> _Selected excerpt_
## begin
Use Function to Investigate Effect of Batch Size on Convergence

Stochastic Gradient Descent
Batch Size = 1
Mini Batch Gradient Descent
1 < Batch Size < # Training Data
Full Batch Gradient Descent
Batch Size = # training data

3 Plots

Plot 1: for all the converging batch sizes - x-axis = Epoch #
- y-axis = Training & Validation RMSE
Plot 2: for all the converging batch sizes - x-axis = Time - y-axis = Training & Validation RMSE
Plot 3: - x-axis = Batch Size
- y-axis = Total Training Time (y-axis)

# steps:
# 3.3.1) select mini batch size and learning rate and convergence threshold
# 3.3.2) initialize weights
# 3.3.3) create mini-batches

# iterate steps 3.3.4)-3.3.6) for each mini-batch until whole TRAINING dataset is used (epoch)
# USING TRAINING DATA:
# 3.3.4) compute output y based on weights
# 3.3.5) compute gradients
# 3.3.6) update the weights for next mini-batch

# iterate step 3.3.4) for entire validation dataset after each epoch using final weights from above
# USING VALIDATION DATA:
# 3.3.4) compute output y based on weights

# 3.3.7) compute training and validation RMSE at each epoch
# 3.3.8) after each epoch, shuffle entire training set

3.3.1) Select mini batch size and learning rate and convergence threshold

# 3.3.1) select mini batch size and learning rate and convergence threshold
batch_size = 256
rate = 0.01

# 1.001 * Validation RMSE using direct solution
CT = 1.001*RMSE_valid   

3.3.2) Initialize weights

# 3.3.2) initial weights with small random numbers (<0.001)
## end
> _Given instruction_
Can you reproduce the batch-size convergence notes above in full, word for word?

> _Data provided_
## begin
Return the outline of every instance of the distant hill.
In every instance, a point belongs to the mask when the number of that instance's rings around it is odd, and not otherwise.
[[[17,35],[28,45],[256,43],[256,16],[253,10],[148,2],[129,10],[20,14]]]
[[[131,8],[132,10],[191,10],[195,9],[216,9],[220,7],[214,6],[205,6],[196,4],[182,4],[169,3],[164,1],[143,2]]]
## end
> _Solved exercise_
Use Function to Investigate Effect of Batch Size on Convergence

Stochastic Gradient Descent
Batch Size = 1
Mini Batch Gradient Descent
1 < Batch Size < # Training Data
Full Batch Gradient Descent
Batch Size = # training data

3 Plots

Plot 1: for all the converging batch sizes - x-axis = Epoch #
- y-axis = Training & Validation RMSE
Plot 2: for all the converging batch sizes - x-axis = Time - y-axis = Training & Validation RMSE
Plot 3: - x-axis = Batch Size
- y-axis = Total Training Time (y-axis)

# steps:
# 3.3.1) select mini batch size and learning rate and convergence threshold
# 3.3.2) initialize weights
# 3.3.3) create mini-batches

# iterate steps 3.3.4)-3.3.6) for each mini-batch until whole TRAINING dataset is used (epoch)
# USING TRAINING DATA:
# 3.3.4) compute output y based on weights
# 3.3.5) compute gradients
# 3.3.6) update the weights for next mini-batch

# iterate step 3.3.4) for entire validation dataset after each epoch using final weights from above
# USING VALIDATION DATA:
# 3.3.4) compute output y based on weights

# 3.3.7) compute training and validation RMSE at each epoch
# 3.3.8) after each epoch, shuffle entire training set

3.3.1) Select mini batch size and learning rate and convergence threshold

# 3.3.1) select mini batch size and learning rate and convergence threshold
batch_size = 256
rate = 0.01

# 1.001 * Validation RMSE using direct solution
CT = 1.001*RMSE_valid   

3.3.2) Initialize weights

# 3.3.2) initial weights with small random numbers (<0.001)